## Task requirements
Once you reach the line holding "Provide the mask of each instance of the bird's foot.", write out that line and every later one exactly, ending with the last line of the data; write nothing else.

*** Listed records Section Begins ***

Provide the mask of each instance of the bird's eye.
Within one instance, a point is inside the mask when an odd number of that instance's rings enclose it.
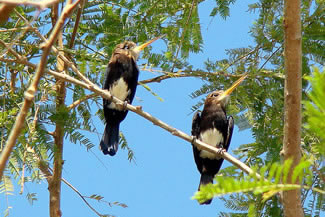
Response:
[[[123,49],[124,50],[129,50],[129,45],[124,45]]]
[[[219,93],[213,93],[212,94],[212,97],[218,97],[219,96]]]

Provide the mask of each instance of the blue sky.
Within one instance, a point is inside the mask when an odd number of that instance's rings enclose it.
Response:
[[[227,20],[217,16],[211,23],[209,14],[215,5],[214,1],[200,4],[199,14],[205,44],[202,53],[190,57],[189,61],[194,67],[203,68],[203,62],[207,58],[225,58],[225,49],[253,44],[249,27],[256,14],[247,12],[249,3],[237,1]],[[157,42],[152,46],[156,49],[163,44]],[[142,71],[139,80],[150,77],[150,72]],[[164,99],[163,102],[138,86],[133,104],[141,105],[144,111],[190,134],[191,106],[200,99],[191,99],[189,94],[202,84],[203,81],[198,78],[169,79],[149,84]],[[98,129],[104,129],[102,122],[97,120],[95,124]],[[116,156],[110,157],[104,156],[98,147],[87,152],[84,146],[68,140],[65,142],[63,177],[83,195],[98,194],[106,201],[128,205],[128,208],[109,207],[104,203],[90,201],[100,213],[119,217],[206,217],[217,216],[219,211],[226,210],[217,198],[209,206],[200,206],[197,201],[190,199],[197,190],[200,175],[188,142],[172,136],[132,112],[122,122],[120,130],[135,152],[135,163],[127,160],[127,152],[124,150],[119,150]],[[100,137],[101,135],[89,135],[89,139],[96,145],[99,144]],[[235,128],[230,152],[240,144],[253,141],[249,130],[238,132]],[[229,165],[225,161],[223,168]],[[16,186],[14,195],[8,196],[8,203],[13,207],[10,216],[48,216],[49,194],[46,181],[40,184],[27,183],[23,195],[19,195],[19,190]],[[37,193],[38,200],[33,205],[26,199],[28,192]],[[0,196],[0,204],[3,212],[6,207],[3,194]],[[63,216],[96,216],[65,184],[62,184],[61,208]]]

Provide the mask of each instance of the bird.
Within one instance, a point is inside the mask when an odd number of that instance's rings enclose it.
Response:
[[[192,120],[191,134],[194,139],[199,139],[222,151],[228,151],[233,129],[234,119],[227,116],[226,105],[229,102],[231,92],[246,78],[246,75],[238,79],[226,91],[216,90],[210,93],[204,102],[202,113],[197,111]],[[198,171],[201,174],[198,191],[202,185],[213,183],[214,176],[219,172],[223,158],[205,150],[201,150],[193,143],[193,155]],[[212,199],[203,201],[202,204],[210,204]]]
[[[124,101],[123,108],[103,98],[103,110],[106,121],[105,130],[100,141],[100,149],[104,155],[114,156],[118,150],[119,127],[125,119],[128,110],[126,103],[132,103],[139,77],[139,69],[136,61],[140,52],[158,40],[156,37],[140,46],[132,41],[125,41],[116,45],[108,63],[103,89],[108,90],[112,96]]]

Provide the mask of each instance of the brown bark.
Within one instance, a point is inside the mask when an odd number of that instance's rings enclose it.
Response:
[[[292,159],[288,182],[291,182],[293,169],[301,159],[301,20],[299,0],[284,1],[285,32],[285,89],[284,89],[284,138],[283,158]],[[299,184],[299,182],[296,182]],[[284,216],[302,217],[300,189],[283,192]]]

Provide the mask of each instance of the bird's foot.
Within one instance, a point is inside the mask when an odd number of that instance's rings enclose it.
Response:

*** Listed records Section Ends ***

## Solution
Provide the mask of each instance of the bird's foot.
Within one instance, a point is inside the mask when an odd number of that instance's rings enclose it.
Response:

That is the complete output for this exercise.